* Requirements *
Reproduce every line of the material below verbatim, omitting the pictures from your output.

>> Start

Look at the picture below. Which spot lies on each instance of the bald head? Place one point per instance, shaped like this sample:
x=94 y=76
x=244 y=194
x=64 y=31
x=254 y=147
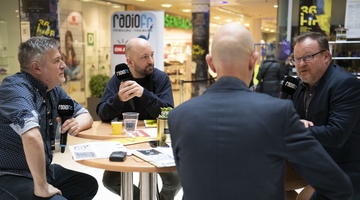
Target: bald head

>> End

* Output *
Look at the picture below. Which spot lies on each instance of the bald head? Place one point per instance, shaped like this sample:
x=94 y=76
x=244 y=194
x=64 y=31
x=254 y=147
Target: bald head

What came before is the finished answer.